::: Source material

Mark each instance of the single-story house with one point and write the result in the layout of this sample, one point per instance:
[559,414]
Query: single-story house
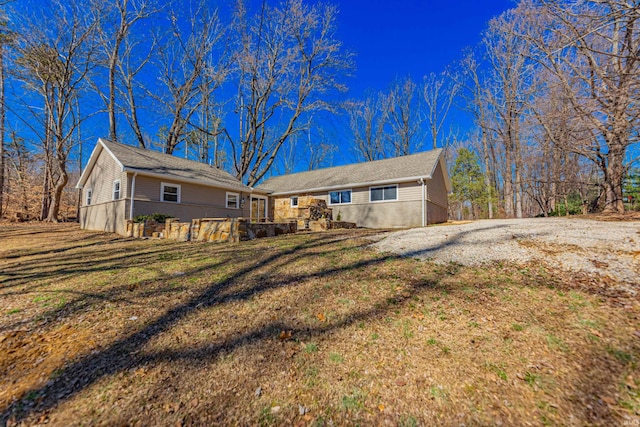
[406,191]
[121,182]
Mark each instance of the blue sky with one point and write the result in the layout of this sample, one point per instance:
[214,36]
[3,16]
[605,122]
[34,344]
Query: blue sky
[409,37]
[390,39]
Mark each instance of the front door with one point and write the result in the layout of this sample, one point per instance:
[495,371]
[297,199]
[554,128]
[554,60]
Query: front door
[258,209]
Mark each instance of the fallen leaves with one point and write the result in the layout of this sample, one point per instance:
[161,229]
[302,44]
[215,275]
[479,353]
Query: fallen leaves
[285,335]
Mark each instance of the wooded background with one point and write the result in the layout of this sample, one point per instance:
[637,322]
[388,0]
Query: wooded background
[552,91]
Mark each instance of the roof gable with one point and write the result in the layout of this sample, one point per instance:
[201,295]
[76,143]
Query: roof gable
[393,170]
[152,163]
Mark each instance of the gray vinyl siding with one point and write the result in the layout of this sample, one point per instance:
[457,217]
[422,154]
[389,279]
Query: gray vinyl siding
[196,201]
[103,174]
[105,216]
[404,212]
[437,189]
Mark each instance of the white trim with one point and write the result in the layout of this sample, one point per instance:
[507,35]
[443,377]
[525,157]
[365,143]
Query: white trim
[340,191]
[424,202]
[133,195]
[226,200]
[351,186]
[113,189]
[266,206]
[384,200]
[170,184]
[189,180]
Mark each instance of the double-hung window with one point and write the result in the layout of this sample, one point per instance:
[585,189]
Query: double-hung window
[170,192]
[233,201]
[116,189]
[339,197]
[383,194]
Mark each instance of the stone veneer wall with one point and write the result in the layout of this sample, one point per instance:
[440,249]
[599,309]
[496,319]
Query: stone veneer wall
[210,230]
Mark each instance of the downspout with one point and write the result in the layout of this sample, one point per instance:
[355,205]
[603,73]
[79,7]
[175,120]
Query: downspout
[250,206]
[133,193]
[424,202]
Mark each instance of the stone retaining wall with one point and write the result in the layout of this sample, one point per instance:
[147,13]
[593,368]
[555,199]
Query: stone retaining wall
[210,229]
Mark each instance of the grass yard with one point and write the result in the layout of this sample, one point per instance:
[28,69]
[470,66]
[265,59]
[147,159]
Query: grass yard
[312,329]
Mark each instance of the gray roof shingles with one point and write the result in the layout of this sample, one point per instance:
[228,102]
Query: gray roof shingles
[397,168]
[153,162]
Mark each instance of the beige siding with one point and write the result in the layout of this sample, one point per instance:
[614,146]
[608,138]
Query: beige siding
[106,216]
[196,201]
[103,174]
[436,214]
[404,212]
[437,189]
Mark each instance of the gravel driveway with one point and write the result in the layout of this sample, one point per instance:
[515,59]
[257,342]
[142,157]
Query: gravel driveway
[607,248]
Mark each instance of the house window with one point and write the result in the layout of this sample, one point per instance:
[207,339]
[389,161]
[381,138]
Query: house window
[339,197]
[170,192]
[233,201]
[116,189]
[382,194]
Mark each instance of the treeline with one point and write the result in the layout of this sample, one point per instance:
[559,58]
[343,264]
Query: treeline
[552,88]
[228,88]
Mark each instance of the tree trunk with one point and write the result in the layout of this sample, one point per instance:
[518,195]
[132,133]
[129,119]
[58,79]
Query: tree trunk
[508,183]
[56,199]
[614,176]
[2,120]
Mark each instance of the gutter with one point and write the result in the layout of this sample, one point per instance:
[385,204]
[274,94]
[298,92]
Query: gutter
[424,201]
[133,194]
[352,185]
[186,180]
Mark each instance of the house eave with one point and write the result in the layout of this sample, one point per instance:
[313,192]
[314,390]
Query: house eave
[142,172]
[352,185]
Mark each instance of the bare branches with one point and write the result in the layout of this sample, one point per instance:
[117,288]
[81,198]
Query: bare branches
[287,59]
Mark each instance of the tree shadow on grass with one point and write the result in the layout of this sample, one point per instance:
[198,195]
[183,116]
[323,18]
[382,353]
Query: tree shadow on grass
[244,284]
[89,369]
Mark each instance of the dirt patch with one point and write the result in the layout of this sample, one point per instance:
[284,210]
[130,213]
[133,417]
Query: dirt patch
[28,360]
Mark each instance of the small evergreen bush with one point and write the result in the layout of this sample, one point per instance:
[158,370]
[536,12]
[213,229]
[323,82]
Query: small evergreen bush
[157,217]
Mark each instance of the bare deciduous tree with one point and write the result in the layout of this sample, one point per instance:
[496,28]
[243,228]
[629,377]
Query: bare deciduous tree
[439,92]
[116,18]
[367,120]
[593,49]
[404,117]
[55,57]
[183,60]
[288,58]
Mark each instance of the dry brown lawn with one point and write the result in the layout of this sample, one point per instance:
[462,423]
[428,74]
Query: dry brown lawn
[313,329]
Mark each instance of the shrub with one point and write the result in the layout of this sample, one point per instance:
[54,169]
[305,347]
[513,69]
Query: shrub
[157,217]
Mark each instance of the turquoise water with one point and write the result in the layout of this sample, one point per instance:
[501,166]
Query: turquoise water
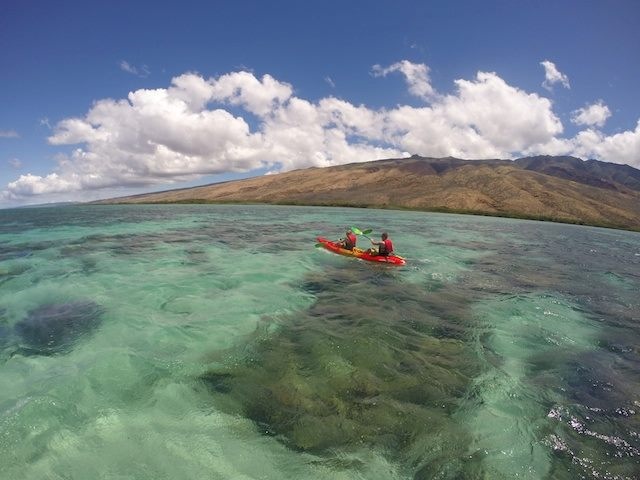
[198,341]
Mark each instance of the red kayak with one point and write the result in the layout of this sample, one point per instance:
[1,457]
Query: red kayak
[362,254]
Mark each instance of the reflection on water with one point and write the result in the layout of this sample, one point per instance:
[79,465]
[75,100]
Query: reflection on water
[143,340]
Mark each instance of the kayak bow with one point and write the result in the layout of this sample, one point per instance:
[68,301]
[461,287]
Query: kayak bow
[359,253]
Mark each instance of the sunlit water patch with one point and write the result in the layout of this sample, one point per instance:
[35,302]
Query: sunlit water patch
[217,342]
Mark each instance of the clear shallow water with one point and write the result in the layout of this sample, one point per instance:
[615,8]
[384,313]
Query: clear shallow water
[216,342]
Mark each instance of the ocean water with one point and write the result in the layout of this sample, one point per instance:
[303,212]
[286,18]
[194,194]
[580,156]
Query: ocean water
[200,341]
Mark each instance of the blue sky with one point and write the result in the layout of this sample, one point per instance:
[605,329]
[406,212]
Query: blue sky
[101,99]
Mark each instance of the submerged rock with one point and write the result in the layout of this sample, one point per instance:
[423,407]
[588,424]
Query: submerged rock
[370,365]
[55,328]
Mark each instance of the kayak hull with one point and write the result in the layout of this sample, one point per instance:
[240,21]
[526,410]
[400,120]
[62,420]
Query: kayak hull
[361,254]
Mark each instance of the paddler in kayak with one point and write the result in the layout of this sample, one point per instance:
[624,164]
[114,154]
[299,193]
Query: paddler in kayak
[349,241]
[385,246]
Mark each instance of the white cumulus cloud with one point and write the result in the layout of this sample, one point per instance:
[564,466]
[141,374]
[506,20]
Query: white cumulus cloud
[552,76]
[241,122]
[591,115]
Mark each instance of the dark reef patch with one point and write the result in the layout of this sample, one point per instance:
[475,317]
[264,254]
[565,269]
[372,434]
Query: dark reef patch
[55,328]
[369,364]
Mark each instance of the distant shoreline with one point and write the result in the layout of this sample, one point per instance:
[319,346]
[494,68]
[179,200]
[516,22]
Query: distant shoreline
[515,216]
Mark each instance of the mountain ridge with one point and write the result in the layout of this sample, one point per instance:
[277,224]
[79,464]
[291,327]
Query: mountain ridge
[563,189]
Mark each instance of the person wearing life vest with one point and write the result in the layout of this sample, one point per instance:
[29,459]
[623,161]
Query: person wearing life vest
[349,241]
[385,246]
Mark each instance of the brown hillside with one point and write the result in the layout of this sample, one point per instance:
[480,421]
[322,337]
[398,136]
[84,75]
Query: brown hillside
[489,187]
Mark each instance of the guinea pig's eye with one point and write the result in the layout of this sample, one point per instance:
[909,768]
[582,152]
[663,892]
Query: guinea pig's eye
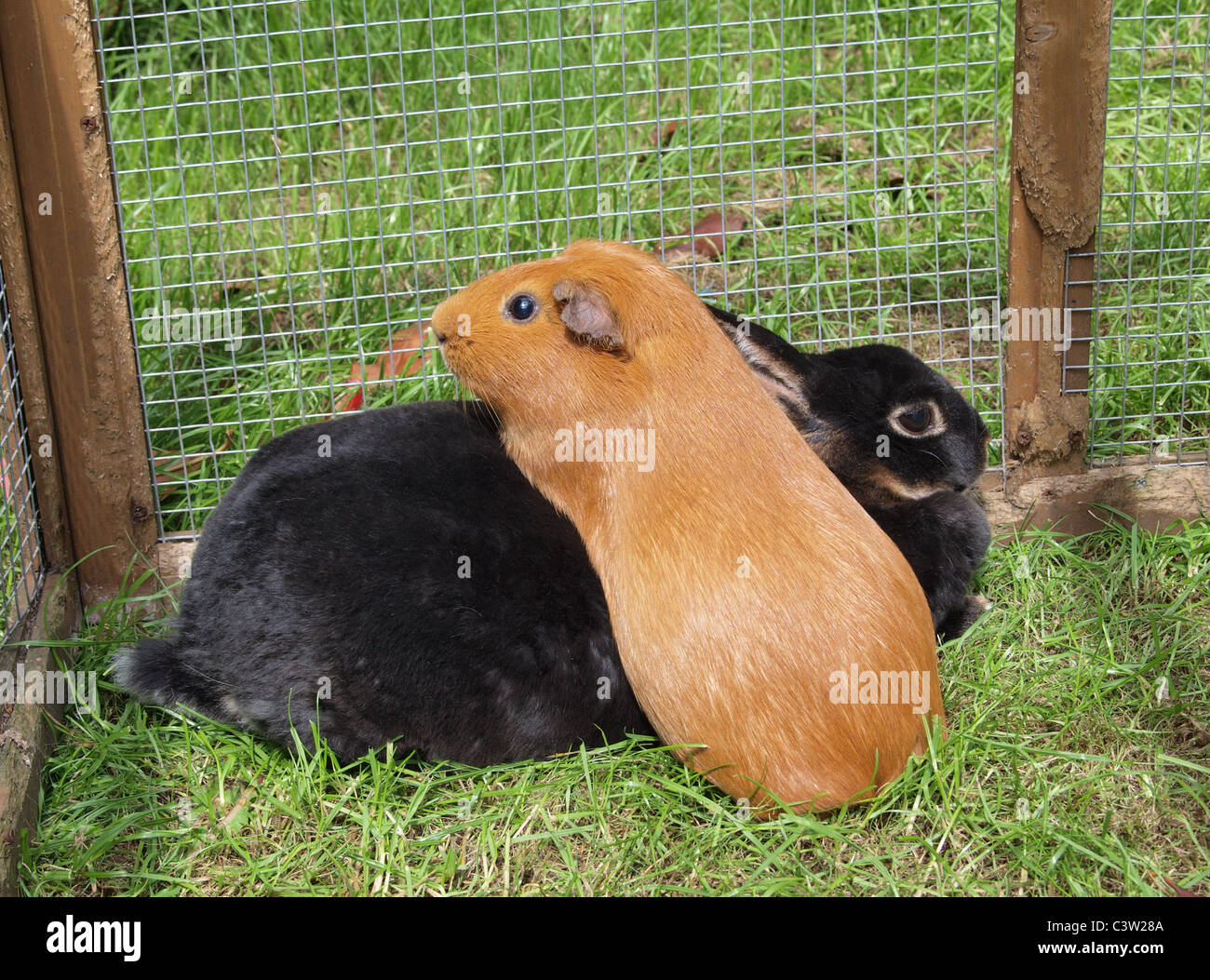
[918,420]
[521,307]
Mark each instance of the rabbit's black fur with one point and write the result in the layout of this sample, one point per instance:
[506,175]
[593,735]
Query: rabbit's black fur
[411,587]
[414,587]
[845,403]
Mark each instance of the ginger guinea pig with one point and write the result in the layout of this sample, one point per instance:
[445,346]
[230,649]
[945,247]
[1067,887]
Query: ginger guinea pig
[765,621]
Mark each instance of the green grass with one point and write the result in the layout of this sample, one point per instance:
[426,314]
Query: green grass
[334,182]
[854,188]
[1069,770]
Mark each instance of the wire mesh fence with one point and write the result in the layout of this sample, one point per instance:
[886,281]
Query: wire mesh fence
[301,184]
[20,555]
[1150,380]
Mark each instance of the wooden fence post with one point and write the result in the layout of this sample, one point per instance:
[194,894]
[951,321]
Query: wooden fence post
[1059,101]
[75,257]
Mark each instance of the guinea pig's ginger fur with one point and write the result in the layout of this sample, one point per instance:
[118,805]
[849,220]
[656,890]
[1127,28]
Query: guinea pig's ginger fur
[759,611]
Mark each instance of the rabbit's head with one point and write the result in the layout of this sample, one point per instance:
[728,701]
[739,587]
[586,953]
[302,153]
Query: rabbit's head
[890,426]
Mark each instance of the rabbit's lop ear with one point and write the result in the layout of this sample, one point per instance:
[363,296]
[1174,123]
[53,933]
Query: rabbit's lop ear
[588,315]
[778,364]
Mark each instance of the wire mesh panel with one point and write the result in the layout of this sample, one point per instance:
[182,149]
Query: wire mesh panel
[301,184]
[20,556]
[1150,383]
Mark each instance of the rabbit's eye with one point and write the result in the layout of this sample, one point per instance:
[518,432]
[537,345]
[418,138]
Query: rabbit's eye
[916,420]
[521,307]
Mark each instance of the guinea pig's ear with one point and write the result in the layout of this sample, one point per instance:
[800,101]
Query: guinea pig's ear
[588,315]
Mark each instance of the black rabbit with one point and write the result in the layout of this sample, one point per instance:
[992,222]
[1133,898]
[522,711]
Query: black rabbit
[391,576]
[904,443]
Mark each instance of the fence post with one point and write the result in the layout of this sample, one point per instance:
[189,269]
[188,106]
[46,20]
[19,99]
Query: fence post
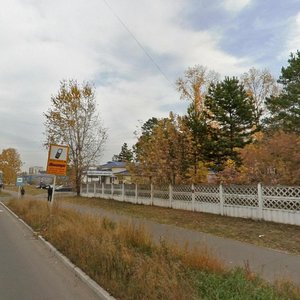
[151,193]
[193,197]
[221,193]
[136,193]
[260,201]
[170,195]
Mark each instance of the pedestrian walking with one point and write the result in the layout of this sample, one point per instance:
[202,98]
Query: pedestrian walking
[50,192]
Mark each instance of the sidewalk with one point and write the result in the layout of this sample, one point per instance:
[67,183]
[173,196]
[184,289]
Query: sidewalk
[270,264]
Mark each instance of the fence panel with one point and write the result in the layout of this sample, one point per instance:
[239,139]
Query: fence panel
[241,201]
[271,203]
[281,204]
[144,194]
[161,196]
[182,197]
[207,199]
[129,193]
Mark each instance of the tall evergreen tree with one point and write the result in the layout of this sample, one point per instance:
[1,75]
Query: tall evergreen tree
[126,154]
[284,110]
[231,117]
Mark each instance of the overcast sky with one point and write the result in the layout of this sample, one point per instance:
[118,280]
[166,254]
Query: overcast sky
[102,41]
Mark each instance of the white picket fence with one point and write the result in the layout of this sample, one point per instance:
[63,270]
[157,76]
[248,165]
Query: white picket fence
[279,204]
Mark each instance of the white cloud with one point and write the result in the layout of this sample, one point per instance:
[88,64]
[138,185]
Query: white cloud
[235,5]
[293,37]
[43,42]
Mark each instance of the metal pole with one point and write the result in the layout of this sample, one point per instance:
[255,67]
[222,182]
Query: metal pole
[53,190]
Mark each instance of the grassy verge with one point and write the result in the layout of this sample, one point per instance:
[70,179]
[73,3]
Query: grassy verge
[124,260]
[4,194]
[267,234]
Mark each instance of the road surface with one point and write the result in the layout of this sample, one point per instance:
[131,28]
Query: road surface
[29,271]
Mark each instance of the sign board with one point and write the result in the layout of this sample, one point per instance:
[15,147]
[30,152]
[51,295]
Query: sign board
[20,181]
[57,160]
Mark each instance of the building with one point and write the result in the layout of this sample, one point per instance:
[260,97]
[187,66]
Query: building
[112,172]
[35,170]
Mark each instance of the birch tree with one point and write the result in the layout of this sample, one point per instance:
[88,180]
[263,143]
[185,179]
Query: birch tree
[72,119]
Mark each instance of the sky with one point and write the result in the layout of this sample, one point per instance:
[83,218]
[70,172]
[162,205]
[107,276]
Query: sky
[133,51]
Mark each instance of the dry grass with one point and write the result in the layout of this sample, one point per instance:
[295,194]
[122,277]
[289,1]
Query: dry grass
[29,190]
[123,259]
[267,234]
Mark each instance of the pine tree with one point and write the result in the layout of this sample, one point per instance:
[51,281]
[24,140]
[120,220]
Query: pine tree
[231,118]
[284,110]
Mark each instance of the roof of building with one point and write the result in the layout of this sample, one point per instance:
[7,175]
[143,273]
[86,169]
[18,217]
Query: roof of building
[113,164]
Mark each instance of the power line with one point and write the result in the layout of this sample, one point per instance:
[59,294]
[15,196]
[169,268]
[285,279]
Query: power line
[138,43]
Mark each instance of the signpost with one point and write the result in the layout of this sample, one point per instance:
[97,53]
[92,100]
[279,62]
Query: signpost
[19,183]
[57,162]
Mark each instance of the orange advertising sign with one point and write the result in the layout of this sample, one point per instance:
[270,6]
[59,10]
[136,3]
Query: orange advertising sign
[57,160]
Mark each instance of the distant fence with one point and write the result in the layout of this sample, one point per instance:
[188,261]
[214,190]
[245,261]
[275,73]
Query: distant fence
[279,204]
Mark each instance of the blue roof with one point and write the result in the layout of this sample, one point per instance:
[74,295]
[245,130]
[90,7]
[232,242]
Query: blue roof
[113,164]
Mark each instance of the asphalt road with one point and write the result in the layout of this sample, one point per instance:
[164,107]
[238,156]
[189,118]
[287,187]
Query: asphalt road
[270,264]
[29,271]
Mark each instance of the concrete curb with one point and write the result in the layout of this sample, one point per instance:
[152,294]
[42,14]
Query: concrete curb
[102,293]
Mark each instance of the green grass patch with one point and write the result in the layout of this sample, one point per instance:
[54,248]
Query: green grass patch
[125,261]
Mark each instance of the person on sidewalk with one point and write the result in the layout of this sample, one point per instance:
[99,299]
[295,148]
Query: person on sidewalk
[50,192]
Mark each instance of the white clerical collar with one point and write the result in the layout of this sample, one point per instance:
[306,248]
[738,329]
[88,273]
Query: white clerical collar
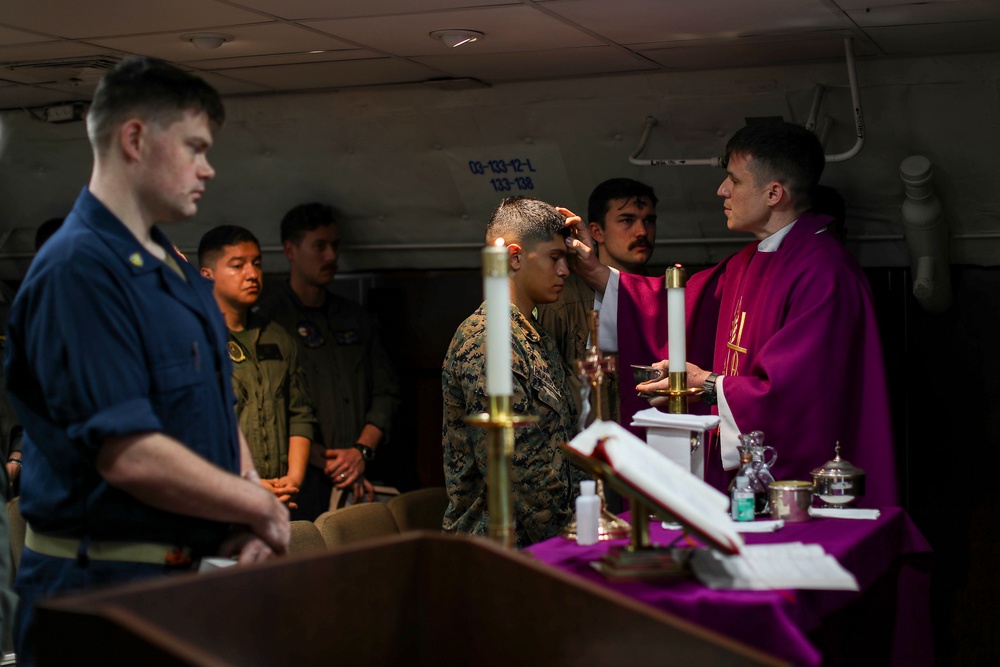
[773,242]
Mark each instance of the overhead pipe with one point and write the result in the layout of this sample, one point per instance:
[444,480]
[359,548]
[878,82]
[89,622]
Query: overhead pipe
[926,233]
[859,126]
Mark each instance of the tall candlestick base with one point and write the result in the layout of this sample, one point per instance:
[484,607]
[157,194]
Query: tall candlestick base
[640,559]
[499,423]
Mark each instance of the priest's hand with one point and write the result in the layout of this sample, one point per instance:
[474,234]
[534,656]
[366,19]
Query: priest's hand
[581,244]
[696,377]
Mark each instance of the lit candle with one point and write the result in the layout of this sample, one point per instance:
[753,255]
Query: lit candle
[676,343]
[496,289]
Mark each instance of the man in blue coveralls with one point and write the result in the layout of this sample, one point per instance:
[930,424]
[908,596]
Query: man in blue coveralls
[116,362]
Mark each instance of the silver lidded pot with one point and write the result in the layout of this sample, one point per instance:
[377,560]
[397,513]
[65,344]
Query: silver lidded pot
[838,483]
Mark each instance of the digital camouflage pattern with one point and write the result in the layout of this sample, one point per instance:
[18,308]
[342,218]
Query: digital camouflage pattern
[544,483]
[568,322]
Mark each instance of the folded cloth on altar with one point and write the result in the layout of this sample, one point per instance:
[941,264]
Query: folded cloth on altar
[671,435]
[844,513]
[653,417]
[759,526]
[661,482]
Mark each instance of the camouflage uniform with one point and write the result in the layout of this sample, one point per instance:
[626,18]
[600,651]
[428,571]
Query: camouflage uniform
[544,483]
[568,322]
[272,397]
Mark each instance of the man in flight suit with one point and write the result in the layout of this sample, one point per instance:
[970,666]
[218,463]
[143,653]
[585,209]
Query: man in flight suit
[273,405]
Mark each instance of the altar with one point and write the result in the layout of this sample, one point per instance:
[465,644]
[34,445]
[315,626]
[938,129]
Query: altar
[887,623]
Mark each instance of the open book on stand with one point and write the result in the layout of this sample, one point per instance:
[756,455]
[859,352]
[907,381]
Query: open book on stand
[635,470]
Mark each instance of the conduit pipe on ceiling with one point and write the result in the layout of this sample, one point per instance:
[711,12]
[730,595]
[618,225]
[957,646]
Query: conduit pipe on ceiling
[859,127]
[926,233]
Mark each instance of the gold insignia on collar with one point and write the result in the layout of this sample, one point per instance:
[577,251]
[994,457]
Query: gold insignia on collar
[236,352]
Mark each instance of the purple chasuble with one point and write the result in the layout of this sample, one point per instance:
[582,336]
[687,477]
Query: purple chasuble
[794,331]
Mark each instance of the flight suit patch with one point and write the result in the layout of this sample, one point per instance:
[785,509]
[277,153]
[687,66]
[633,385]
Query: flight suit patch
[347,337]
[269,352]
[309,333]
[236,352]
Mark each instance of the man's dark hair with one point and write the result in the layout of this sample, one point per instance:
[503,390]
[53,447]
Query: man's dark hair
[615,188]
[150,89]
[783,152]
[46,230]
[305,218]
[525,221]
[218,238]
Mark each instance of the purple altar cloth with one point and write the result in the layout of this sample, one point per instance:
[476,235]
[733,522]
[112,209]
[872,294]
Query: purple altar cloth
[780,622]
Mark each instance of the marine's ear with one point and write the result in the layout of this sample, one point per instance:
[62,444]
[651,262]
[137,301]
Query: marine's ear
[596,231]
[130,135]
[776,193]
[514,251]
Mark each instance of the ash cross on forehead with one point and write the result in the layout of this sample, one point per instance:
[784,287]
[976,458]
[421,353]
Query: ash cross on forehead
[640,202]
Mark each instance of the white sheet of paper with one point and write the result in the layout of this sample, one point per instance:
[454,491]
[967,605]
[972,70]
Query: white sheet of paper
[773,566]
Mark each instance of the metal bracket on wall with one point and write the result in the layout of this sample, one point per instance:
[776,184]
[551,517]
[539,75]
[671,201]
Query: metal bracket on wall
[859,126]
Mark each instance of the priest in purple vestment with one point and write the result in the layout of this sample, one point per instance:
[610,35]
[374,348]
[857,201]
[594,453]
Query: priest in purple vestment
[782,335]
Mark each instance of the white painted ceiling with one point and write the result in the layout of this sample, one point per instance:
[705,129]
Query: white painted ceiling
[55,50]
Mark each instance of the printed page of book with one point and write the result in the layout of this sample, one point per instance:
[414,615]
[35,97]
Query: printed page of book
[692,502]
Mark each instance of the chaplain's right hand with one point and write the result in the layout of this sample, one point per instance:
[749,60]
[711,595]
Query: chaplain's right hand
[581,245]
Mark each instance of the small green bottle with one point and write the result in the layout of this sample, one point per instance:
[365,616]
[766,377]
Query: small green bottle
[742,495]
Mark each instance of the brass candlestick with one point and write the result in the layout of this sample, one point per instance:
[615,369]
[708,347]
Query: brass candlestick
[593,369]
[499,423]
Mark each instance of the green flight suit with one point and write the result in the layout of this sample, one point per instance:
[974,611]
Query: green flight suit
[273,401]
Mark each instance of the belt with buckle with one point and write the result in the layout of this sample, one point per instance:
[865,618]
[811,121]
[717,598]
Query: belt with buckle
[129,552]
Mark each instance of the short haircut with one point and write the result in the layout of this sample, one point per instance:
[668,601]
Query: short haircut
[615,188]
[218,238]
[150,89]
[783,152]
[525,221]
[305,218]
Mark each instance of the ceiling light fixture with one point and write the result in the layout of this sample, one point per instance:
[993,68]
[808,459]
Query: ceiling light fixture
[207,40]
[456,38]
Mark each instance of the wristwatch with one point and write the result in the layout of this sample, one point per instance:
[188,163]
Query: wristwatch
[708,395]
[367,453]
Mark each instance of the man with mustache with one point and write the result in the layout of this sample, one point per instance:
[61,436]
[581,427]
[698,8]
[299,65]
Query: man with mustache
[544,483]
[273,405]
[782,335]
[622,219]
[353,386]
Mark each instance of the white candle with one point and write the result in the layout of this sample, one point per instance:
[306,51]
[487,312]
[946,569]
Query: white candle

::::::

_What you will do_
Give back exactly the lines running from the line containing "Mark each instance of the printed" through the end of the material above, both included, and nothing beyond them.

_Complete response_
Mark each instance of the printed page of book with one point and write the result in the layout of this sample, one point per instance:
[414,615]
[35,97]
Query: printed page of book
[692,502]
Mark each instance of the chaplain's right hand with one point and write the result in the layout of this sample, one point per instance:
[749,60]
[711,595]
Query: chaplain's right hand
[581,245]
Mark each instance of the small green bottle with one point and write the result in the layout of this sample, one point per instance:
[365,616]
[766,377]
Query: small green bottle
[742,495]
Mark each instance of the brass candlestick with one point and write the result in the layout of this sample, one point per instance:
[615,369]
[708,347]
Query: brass candlestick
[593,369]
[499,423]
Mark each instance of the green flight suit with one point and write the result in the layout of this sample, one point per instance:
[974,611]
Query: green flight suit
[273,401]
Mark each instance of the belt with buckle with one point and write the result in the layout of this sample, one point per instance:
[865,618]
[811,121]
[717,598]
Query: belt with buckle
[129,552]
Mark each instance of the short haircut with one point and write the result in the layout of this sample, one point per instance:
[668,601]
Query: short haircut
[615,188]
[218,238]
[150,89]
[783,152]
[525,221]
[305,218]
Mark each instance of the ceiling light fixture with one point and write the result in the layout of this sample, one point per instance:
[993,68]
[808,459]
Query: ceiling light fixture
[207,40]
[456,38]
Mark each instance of the wristwatch with one point and write the result in the layout of this sample, one point per instance:
[188,163]
Query: wristwatch
[708,395]
[367,453]
Mark each instance of the man with mustache with one point and write the result in the layout of this sample, one point per instance:
[61,436]
[581,427]
[698,8]
[299,65]
Query: man with mustache
[544,483]
[273,405]
[782,335]
[622,219]
[353,386]
Mark each instance of the white candle with one point and write the result in the layout of this sample, one point per instance:
[306,51]
[487,312]
[946,569]
Query: white candle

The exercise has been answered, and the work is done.